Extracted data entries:
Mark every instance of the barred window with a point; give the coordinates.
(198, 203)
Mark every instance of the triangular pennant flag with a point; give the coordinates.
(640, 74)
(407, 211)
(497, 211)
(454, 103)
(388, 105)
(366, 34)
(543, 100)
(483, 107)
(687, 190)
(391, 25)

→ **Your task**
Reproduce every record, matching each line exactly.

→ **Output of the exercise**
Mark every instance of the barred window with a point; give the coordinates.
(198, 203)
Mark every instance of the triangular pennant flag with a point; give the coordinates.
(640, 74)
(407, 211)
(497, 211)
(454, 103)
(388, 105)
(366, 34)
(543, 100)
(483, 107)
(687, 190)
(391, 25)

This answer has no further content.